Task -> Exactly as given, write out the lines from the one containing "If you could point to the distant" through the end of the listing, with both ends included and nothing else.

[Dataset entries]
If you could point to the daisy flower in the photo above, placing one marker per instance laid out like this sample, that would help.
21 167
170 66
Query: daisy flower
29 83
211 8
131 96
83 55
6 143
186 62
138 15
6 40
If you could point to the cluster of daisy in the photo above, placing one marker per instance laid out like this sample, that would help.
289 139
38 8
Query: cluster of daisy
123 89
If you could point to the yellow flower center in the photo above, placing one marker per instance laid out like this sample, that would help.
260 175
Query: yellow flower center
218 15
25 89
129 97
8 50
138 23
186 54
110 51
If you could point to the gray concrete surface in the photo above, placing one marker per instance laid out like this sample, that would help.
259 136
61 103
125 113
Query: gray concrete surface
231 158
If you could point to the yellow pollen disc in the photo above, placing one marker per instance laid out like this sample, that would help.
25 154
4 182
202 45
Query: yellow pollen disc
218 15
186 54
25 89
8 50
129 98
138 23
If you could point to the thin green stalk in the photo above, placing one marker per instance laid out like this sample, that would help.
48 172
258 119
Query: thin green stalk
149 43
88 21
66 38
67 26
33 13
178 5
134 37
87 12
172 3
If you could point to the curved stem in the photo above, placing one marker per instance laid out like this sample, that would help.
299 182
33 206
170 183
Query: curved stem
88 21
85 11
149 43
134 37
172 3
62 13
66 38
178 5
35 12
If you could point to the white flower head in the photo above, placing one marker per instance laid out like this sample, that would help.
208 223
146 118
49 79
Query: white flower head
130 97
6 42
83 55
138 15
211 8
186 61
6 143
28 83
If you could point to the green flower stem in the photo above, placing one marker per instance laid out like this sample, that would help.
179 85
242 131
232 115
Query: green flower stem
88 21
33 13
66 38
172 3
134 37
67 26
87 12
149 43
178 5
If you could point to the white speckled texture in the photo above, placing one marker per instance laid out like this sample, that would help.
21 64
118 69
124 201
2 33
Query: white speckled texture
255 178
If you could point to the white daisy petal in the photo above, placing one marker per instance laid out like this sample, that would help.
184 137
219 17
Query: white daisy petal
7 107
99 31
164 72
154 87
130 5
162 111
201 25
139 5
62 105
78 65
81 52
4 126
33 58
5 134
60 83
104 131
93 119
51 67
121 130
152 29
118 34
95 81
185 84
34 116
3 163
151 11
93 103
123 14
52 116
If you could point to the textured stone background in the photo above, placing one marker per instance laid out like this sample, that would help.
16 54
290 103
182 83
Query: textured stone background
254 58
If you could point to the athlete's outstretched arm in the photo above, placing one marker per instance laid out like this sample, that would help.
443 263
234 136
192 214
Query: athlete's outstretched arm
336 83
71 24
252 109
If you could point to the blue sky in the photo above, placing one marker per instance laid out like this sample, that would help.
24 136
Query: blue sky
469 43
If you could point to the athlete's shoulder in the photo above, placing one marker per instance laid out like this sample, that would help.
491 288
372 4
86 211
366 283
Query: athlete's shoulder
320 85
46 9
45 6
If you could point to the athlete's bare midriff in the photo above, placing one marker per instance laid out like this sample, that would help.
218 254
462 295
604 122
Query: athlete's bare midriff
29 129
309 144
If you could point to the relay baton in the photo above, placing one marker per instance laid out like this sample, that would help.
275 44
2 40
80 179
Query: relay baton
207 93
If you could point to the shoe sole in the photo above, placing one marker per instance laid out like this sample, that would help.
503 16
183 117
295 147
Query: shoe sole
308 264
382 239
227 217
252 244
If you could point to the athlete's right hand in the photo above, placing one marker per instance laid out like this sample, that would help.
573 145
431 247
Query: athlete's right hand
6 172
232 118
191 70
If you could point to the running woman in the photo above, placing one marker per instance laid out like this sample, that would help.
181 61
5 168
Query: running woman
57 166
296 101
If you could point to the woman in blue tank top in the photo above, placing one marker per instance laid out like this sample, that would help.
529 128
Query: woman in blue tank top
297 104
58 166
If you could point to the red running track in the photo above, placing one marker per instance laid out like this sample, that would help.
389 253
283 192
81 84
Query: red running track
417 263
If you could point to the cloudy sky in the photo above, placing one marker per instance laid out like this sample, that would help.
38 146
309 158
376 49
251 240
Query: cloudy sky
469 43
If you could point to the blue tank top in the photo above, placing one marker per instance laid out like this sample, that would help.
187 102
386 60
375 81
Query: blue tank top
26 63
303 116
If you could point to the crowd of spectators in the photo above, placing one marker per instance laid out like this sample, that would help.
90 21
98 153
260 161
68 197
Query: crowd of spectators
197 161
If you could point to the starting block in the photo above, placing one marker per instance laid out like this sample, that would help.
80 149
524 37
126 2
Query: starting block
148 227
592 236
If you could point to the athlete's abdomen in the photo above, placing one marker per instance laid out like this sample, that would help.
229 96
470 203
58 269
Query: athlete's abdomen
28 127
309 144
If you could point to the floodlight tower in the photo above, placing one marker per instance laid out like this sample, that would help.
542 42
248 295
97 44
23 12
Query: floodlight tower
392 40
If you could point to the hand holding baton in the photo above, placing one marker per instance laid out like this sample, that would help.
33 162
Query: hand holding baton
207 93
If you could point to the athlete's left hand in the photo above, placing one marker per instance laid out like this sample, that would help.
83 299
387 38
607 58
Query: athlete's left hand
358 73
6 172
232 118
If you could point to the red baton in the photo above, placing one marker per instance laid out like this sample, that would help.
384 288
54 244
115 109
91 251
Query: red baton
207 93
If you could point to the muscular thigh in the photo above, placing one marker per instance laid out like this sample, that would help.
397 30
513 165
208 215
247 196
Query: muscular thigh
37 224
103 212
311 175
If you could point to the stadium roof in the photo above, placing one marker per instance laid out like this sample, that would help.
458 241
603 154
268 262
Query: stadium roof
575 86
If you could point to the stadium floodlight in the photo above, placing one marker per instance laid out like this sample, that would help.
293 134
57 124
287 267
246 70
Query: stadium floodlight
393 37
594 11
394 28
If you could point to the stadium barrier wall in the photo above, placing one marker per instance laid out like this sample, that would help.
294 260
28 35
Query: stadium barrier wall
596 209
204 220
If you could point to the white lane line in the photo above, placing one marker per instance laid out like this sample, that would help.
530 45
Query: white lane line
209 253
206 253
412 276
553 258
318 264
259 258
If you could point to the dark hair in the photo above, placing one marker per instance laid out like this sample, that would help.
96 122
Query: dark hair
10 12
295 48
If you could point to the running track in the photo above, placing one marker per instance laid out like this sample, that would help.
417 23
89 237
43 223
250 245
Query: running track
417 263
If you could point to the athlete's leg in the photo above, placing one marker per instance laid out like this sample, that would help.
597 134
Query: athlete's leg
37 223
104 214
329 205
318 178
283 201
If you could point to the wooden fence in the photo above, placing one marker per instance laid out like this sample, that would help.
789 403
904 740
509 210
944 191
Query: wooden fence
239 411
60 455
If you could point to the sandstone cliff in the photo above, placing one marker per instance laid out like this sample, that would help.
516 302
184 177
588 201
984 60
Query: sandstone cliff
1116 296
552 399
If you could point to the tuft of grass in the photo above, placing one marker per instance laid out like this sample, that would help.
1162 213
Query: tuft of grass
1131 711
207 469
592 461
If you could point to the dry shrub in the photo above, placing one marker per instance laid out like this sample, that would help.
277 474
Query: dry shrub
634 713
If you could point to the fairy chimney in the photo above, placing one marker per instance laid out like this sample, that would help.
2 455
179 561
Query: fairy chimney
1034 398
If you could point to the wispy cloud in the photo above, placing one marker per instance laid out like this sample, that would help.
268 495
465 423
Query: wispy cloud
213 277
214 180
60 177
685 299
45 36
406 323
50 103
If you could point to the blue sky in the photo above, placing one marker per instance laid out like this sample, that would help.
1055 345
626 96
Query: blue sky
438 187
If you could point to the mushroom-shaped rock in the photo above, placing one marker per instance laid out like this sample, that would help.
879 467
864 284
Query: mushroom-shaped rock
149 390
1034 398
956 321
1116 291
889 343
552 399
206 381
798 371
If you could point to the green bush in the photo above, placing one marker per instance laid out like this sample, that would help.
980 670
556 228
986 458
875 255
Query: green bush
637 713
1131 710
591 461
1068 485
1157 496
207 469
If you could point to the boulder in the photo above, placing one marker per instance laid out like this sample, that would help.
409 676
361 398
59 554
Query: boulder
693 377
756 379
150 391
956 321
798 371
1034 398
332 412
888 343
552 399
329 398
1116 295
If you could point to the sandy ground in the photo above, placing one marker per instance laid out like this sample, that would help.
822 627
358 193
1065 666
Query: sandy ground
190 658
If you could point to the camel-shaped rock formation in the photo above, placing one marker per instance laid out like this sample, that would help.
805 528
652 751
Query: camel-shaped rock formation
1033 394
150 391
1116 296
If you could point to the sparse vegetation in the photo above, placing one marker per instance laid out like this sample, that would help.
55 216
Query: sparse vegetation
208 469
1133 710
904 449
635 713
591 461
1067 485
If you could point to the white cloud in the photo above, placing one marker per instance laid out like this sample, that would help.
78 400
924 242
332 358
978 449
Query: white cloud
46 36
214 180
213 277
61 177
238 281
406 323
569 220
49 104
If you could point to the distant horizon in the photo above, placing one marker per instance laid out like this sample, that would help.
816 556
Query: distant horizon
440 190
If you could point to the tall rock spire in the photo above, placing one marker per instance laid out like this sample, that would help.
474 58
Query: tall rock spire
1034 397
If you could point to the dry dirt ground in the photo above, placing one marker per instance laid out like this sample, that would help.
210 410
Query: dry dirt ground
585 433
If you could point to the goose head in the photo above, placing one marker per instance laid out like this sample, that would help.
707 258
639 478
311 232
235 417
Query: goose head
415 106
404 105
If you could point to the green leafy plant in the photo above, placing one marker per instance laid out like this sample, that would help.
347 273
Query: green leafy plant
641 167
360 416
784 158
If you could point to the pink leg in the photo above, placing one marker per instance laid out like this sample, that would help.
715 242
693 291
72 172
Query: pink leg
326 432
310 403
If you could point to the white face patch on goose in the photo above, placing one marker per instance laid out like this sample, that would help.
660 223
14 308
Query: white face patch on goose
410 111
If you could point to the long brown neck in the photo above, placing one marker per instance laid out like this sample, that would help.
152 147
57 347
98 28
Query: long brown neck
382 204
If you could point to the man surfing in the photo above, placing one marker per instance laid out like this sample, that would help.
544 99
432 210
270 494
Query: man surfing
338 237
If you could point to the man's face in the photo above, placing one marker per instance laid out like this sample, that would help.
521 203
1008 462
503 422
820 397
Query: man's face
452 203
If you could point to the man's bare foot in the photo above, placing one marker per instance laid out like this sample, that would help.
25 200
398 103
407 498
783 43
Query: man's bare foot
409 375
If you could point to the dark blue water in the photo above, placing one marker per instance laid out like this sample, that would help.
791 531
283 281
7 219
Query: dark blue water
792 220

Task output ->
If you could point to the distant horizon in the photo above, placing one marker per instance laid out like this sample, that would help.
816 556
Query: distant horizon
440 190
If you could point to the tall rock spire in the photo above, placing one marker per instance laid out like this sample, that would help.
474 58
Query: tall rock spire
1034 397
If you could point to the dry dirt ground in the photo above, placing one marker per instance laid out like this sample, that would help.
210 410
Query: dry dirt ground
585 433
If you could point to the goose head in the photo above, placing one marker per instance laid out like this sample, that would help.
707 258
639 478
311 232
235 417
Query: goose head
415 106
404 105
If you could point to the green leafy plant in the photo above, placing one marker per instance laid out like this sample, that would help.
347 273
Query: green leafy plant
641 167
360 416
784 158
If you could point to the pink leg in the photo above, placing one marker per instance laid out like this sample, that would help.
715 242
693 291
72 172
Query: pink leg
326 432
310 403
If you could point to the white face patch on goose in the photo above, placing one marker per instance laid out like this sample, that would help.
660 223
14 308
Query: white face patch on goose
410 111
If you could point to the long brown neck in the photo above, placing one marker per instance laid out like this sample, that would help.
152 147
57 347
98 28
Query: long brown neck
382 204
If you could point to the man surfing in the photo above, placing one marker per instance laid out like this sample, that would help.
544 99
432 210
270 494
Query: man surfing
338 237
If you could point to the man's face in the photo above, placing one marker per instance laid out like this sample, that would help.
521 203
1008 462
503 422
820 397
Query: man's face
452 203
If you could point to the man's bare foot in the photo above, placing one marker per instance laid out like this sample, that would help.
25 200
398 103
407 498
783 43
Query: man's bare foot
409 375
If you could point to the dark blue water in the photo above, placing one marker per instance laid out like this sample, that would help.
791 531
283 281
7 219
Query: dark blue water
792 220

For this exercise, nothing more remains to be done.